---- Extracted data
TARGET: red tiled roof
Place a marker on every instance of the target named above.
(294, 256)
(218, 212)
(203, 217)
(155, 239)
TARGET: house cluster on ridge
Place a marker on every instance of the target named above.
--------
Goal: Format all of the material above as a JSON list of strings, one string per line, leaving out any blank lines.

Task response:
[
  "TARGET: red tiled roof",
  "Place a marker on every instance of the target named above.",
  "(294, 256)",
  "(218, 212)",
  "(203, 217)",
  "(155, 239)",
  "TARGET: house cluster on ridge",
  "Place a marker on every instance of the target named above."
]